Objective: Arrange the records starting at the line containing "I'd really appreciate it if you could find the exposed" and ending at the line containing "[330,147,395,308]" as a two-column CSV headed wording and boxes. Give one row per record, with each field in quotes and any line breaks changed to spaces.

Materials provided:
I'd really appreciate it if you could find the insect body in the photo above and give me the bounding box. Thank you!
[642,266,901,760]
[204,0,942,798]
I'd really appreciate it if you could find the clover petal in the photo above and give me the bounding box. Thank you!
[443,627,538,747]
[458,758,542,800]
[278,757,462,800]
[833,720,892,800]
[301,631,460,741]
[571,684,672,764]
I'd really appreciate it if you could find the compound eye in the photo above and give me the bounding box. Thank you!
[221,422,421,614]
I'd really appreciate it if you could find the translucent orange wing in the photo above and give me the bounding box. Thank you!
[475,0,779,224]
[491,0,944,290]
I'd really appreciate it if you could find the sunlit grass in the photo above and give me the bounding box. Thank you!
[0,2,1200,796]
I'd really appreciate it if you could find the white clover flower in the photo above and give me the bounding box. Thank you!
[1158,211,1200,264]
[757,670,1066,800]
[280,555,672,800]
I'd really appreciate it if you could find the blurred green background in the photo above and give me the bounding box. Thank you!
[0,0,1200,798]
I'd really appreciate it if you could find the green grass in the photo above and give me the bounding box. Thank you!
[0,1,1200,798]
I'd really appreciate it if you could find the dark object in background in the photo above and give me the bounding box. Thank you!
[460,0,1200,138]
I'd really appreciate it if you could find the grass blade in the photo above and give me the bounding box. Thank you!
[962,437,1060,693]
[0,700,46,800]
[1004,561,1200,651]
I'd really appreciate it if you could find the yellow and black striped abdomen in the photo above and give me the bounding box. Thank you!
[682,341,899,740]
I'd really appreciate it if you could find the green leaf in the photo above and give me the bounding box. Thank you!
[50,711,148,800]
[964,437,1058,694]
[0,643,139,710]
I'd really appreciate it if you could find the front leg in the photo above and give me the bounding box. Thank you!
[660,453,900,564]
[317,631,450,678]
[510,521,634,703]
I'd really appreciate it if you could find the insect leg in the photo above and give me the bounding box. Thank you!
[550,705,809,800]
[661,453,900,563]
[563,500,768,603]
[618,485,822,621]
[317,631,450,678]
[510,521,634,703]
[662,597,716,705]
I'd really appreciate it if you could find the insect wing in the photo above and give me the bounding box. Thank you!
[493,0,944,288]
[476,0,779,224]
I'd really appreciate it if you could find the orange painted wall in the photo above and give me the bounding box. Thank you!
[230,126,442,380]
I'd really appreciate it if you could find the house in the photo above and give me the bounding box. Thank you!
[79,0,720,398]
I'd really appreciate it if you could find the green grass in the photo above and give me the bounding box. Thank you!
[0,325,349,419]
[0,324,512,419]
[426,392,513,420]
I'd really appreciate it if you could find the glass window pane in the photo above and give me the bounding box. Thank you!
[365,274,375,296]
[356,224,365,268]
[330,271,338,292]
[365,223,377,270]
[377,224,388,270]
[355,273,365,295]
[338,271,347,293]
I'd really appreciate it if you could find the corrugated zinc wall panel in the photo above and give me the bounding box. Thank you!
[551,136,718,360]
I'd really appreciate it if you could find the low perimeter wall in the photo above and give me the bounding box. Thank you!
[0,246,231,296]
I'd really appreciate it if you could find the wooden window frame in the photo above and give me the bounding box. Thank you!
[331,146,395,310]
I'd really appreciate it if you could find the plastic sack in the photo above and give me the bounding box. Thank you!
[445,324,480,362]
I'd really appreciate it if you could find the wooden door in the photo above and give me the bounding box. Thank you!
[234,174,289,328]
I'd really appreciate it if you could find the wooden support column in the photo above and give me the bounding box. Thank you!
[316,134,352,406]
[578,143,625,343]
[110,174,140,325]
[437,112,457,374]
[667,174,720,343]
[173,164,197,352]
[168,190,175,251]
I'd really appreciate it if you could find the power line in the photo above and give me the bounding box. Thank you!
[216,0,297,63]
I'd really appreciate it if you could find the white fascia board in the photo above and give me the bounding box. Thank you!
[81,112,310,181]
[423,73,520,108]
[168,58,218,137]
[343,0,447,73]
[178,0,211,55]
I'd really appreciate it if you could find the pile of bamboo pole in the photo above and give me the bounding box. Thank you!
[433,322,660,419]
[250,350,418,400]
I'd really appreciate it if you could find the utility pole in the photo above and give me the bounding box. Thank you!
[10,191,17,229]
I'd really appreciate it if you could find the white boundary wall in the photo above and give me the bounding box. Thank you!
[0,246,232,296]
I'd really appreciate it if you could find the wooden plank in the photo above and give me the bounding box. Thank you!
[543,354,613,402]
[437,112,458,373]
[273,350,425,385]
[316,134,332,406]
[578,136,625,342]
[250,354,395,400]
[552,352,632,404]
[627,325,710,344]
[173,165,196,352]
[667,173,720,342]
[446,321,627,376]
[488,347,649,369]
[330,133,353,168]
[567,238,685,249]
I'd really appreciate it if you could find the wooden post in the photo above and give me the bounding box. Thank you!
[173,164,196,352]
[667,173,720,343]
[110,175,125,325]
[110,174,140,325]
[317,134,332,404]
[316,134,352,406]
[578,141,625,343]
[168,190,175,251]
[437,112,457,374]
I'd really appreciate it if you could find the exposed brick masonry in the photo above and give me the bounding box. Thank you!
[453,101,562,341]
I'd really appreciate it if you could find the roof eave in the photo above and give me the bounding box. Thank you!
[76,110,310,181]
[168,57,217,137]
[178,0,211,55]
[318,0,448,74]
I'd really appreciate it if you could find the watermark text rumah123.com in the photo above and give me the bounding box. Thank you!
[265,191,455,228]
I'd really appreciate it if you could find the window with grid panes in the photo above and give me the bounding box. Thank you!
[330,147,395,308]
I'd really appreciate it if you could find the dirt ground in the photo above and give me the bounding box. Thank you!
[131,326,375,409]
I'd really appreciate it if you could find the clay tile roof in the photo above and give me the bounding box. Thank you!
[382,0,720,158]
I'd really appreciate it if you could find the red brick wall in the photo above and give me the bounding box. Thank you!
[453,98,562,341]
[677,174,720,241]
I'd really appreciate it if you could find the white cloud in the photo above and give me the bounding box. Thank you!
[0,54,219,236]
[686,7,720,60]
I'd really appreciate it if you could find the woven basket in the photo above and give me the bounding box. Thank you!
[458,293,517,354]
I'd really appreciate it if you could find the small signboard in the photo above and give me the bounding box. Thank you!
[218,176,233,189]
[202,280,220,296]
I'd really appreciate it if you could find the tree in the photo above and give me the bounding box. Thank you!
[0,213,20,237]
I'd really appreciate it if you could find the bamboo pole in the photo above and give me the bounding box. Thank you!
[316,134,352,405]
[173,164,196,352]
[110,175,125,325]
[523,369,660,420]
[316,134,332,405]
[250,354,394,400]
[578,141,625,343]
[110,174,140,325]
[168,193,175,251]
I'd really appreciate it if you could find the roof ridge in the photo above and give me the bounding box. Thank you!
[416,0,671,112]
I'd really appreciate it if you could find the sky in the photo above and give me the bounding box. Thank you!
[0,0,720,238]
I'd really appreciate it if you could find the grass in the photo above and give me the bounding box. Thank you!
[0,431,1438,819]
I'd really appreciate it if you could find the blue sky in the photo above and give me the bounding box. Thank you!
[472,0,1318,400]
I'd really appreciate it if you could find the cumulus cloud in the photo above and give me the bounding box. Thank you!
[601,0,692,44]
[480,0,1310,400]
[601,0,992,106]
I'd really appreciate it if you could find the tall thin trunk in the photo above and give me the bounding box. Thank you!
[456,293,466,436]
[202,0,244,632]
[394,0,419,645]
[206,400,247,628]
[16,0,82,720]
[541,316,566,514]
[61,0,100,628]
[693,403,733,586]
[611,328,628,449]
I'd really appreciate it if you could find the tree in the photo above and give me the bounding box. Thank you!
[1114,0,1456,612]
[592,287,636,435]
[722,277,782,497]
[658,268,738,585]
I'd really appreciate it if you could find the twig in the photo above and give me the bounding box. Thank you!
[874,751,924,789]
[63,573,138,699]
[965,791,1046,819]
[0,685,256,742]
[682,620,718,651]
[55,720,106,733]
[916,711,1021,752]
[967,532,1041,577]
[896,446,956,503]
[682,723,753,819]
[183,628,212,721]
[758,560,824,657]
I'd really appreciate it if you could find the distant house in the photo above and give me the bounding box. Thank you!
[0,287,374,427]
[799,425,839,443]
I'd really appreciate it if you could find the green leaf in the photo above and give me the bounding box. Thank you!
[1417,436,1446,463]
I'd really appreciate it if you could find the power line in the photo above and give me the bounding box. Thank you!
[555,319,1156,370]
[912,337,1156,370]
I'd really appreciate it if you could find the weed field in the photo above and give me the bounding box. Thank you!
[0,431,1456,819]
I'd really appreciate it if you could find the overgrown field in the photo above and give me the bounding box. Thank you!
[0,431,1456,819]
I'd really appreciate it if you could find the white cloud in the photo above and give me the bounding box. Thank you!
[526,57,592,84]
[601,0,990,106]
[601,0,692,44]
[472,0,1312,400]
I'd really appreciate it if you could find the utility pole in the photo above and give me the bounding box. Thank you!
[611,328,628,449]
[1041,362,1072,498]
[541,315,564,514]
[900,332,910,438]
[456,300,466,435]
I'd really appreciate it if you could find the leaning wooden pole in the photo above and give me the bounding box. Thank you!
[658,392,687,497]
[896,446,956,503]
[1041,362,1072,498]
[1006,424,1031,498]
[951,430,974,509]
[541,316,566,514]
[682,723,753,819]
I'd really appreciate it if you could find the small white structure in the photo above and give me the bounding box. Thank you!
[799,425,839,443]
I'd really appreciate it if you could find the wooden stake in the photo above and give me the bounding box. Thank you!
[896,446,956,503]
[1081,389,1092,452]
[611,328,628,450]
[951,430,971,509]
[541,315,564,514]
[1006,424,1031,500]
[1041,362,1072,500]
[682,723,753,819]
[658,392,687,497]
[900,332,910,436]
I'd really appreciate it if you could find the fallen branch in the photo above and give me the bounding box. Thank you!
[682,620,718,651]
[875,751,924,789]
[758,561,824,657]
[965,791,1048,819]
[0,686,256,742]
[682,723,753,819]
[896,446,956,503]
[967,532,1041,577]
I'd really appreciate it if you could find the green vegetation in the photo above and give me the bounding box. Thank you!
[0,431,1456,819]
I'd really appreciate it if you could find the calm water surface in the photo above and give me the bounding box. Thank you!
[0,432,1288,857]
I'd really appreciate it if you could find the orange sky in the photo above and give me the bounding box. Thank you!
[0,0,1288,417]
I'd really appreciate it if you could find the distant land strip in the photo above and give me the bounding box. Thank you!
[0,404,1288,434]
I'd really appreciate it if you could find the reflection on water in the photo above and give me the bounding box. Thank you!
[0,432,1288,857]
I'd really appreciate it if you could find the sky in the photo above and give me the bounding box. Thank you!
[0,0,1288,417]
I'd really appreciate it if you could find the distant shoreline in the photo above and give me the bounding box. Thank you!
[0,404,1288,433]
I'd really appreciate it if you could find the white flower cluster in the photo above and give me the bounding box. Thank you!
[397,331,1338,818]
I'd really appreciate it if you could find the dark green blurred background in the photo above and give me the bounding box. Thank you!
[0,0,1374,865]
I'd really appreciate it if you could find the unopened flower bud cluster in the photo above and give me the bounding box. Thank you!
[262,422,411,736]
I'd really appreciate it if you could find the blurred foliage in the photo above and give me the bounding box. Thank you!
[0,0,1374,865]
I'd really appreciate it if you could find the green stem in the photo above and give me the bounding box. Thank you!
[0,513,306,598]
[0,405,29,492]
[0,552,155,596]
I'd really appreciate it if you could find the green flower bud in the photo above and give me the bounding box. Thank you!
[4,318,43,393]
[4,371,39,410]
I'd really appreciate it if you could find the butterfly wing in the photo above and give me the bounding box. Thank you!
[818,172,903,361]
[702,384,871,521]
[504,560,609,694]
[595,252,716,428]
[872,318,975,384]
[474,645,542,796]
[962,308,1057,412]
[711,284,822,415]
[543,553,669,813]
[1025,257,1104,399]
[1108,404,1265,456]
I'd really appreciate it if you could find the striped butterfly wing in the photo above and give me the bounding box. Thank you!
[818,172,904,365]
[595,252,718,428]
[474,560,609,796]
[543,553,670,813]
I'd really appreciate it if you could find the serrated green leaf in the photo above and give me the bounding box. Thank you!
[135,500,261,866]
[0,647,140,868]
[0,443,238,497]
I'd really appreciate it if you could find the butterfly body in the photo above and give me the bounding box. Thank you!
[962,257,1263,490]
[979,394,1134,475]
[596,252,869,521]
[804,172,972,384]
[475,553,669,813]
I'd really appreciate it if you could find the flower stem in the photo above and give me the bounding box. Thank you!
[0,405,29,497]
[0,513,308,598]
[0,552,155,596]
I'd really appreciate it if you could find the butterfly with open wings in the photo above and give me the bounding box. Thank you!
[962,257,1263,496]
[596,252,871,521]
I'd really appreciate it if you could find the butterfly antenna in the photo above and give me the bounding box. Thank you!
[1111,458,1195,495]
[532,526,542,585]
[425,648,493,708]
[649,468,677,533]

Solution:
wording,boxes
"I'd really appreciate it if you could find the exposed brick masonry in the photo above and give me the bounding box. Thank you!","[453,101,562,341]"
"I'd really appreciate it if you could find the roof eave in the photo above and give me the bounding box. Thank you!","[76,110,310,181] [168,57,217,137] [178,0,211,55] [318,0,448,74]"
"I'd really appreciate it if you could find the watermark text rumah123.com in the photo above and give me the bounding box. Thank you!","[265,191,455,228]"
"I'd really appreciate it if you could find the window with grid panes in the photo above and give me the bounding box. Thank you!","[330,147,395,308]"